▸ YOUR GOAL: Reproduce the records below in their entirety, character for character.

Natural language region descriptions
Start of Block

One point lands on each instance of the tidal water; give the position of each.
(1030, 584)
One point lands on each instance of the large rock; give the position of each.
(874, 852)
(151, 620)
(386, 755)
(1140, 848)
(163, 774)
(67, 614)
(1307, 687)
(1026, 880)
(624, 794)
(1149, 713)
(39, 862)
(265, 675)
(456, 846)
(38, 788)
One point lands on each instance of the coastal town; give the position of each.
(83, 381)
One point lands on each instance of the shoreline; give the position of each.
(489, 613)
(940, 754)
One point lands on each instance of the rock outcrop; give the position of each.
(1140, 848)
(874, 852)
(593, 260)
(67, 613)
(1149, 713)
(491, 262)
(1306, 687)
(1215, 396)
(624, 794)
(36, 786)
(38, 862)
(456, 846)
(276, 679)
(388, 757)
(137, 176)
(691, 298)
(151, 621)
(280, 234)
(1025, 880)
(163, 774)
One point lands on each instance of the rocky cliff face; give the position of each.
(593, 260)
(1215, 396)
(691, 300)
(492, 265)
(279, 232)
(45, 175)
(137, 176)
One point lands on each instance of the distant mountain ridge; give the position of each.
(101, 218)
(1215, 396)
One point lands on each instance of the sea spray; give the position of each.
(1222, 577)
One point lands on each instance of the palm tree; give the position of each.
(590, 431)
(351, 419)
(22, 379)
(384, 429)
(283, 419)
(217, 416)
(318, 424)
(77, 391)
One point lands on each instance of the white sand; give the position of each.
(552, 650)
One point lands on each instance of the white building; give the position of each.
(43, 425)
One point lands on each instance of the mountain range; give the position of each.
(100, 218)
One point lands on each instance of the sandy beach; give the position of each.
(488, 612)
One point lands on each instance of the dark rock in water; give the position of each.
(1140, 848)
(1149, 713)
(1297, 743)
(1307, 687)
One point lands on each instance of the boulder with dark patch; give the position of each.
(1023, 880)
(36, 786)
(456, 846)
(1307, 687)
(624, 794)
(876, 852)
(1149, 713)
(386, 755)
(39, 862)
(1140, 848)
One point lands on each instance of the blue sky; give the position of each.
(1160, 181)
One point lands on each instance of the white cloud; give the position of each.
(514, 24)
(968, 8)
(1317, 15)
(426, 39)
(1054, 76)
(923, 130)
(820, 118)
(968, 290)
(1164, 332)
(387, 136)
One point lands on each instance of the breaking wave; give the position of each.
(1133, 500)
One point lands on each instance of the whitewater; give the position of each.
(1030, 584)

End of Block

▸ WRITTEN SOLUTION:
One point lands on each instance of the tidal water; give the position of each.
(1030, 584)
One point lands on each instance of the large rock; give the position of each.
(874, 852)
(151, 620)
(386, 755)
(1140, 848)
(163, 774)
(67, 614)
(1307, 687)
(1026, 880)
(624, 794)
(1149, 713)
(39, 862)
(265, 675)
(456, 846)
(38, 788)
One point lands on each instance of the coastal town; give the position of each.
(83, 381)
One point lands on each instance of the shoreline; give the position of each.
(489, 613)
(940, 754)
One point lands on each instance of the rock outcrop; give the position of each.
(1140, 848)
(874, 852)
(593, 260)
(67, 613)
(1149, 713)
(491, 262)
(1306, 687)
(1215, 396)
(624, 794)
(36, 786)
(38, 862)
(456, 846)
(276, 679)
(388, 757)
(137, 176)
(691, 298)
(151, 621)
(280, 234)
(1025, 880)
(163, 774)
One point lands on each instance of the rocky cliff face; give the position of each.
(593, 260)
(1215, 396)
(691, 300)
(492, 265)
(279, 232)
(45, 175)
(137, 176)
One point lands on each instance of the distant mountain ridge; give the position of each.
(101, 218)
(1215, 396)
One point lands on each instance of the sea spray; give the position of each.
(1222, 577)
One point lands on each instance of the palm tree; give the position of each.
(590, 431)
(351, 419)
(22, 379)
(384, 429)
(283, 419)
(217, 416)
(318, 424)
(77, 391)
One point lands on each instance of the white sand; give the position of each.
(552, 650)
One point lands on each instance of the white building; give the position of each.
(43, 425)
One point lands on each instance of the mountain range; give the position of each.
(100, 218)
One point lands on each instance of the sandy beach; give the position of each.
(488, 612)
One point lands on each instance of the dark rock in water; give the position of each.
(1140, 848)
(1149, 713)
(1297, 743)
(1307, 687)
One point lands on each instance of the boulder with dark patch; give the position of each.
(1023, 880)
(36, 786)
(456, 846)
(1307, 687)
(624, 794)
(876, 852)
(1149, 713)
(386, 755)
(39, 862)
(1140, 848)
One point lands on each instance of the blue sky; give the position of each.
(1160, 181)
One point lands on each instance of the white cloud; give the position of each.
(514, 24)
(968, 8)
(1317, 15)
(426, 39)
(1054, 76)
(923, 130)
(820, 118)
(968, 290)
(1164, 332)
(387, 136)
One point lands on each instance of the breaking wave; give the position of each.
(1133, 500)
One point lands on each instance of the whitewater; give the position of each.
(1030, 584)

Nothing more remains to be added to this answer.